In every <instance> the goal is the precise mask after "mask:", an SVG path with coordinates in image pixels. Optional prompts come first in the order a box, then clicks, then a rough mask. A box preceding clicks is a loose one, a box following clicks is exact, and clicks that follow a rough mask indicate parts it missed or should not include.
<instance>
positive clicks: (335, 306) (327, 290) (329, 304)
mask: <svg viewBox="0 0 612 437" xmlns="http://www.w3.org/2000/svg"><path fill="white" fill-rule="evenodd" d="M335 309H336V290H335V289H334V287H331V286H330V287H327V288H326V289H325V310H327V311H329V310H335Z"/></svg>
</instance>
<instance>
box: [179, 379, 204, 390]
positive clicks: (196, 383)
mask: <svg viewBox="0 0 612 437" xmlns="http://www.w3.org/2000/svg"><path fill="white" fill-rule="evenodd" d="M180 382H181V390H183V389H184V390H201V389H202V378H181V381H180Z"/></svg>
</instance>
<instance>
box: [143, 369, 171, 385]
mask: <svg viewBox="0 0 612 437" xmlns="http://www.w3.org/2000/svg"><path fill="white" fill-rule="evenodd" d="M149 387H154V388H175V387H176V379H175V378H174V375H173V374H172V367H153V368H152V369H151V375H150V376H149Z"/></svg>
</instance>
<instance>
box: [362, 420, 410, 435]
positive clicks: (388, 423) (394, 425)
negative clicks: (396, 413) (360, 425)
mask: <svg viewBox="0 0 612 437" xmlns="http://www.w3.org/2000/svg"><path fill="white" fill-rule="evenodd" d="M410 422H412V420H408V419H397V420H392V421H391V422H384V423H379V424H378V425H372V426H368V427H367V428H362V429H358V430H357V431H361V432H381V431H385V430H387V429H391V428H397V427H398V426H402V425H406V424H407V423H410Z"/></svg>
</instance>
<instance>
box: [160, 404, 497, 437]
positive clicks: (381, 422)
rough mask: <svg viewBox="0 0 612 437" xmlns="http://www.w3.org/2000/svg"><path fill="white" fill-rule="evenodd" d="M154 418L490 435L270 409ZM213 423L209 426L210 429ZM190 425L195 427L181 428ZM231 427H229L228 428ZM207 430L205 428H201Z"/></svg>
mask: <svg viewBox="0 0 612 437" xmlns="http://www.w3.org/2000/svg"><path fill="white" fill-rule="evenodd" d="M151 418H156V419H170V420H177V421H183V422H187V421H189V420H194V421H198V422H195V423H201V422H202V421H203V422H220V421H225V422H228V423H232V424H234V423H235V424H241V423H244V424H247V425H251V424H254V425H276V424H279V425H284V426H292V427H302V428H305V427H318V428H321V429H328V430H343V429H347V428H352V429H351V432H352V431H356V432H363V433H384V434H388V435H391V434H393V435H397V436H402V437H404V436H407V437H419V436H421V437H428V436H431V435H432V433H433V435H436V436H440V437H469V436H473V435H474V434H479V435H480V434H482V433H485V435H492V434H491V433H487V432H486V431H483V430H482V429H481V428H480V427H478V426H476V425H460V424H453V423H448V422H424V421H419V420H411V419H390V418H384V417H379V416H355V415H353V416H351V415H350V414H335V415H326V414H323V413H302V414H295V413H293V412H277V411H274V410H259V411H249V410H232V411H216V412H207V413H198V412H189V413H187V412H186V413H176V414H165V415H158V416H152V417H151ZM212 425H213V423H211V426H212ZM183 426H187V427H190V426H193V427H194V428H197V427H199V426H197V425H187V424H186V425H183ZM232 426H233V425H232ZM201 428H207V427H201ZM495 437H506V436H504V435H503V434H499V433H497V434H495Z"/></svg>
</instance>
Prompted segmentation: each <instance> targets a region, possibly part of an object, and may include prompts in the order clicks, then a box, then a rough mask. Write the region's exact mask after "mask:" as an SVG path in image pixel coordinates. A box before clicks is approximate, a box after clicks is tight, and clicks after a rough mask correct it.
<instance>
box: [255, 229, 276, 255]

^^^^^^^^^^^^^^^^

Exercise prompt: Whenever a line in the material contains the word "include", copy that line.

Reply to the exercise:
In every <instance> the goal is the precise mask after "mask:", an SVG path with coordinates in image pixels. Optional prompts come first in the order a box, then clicks, then a rough mask. A box preceding clicks is a loose one, a box following clicks is exact, and clicks that follow a rough mask indicate parts it missed or should not include.
Prompted segmentation: each <instance> targets a region, possibly part of an object, and may include prompts in the order clicks, then a box, then a rough mask. Write the region's exact mask after "mask:" as an SVG path in image pixel coordinates. A box before clicks is approximate, a box after clicks is tight, and clicks after a rough mask correct it.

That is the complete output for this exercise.